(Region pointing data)
_____
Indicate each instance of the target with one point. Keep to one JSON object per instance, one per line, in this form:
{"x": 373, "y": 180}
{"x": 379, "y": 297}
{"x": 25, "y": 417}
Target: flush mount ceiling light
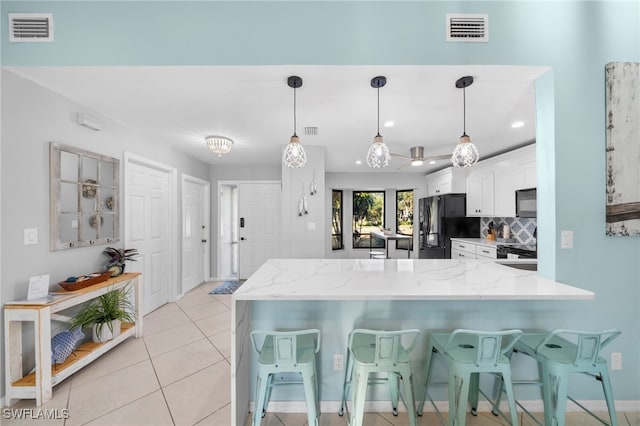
_____
**WORK REQUEST**
Your copy should hold every entry exactly as written, but none of the pictures.

**RESPONSE AREA**
Indicate each instance of the target with one point. Keep to one JSON object per instance, one per line, in this form:
{"x": 373, "y": 180}
{"x": 379, "y": 297}
{"x": 25, "y": 417}
Target: flush mount ceiling light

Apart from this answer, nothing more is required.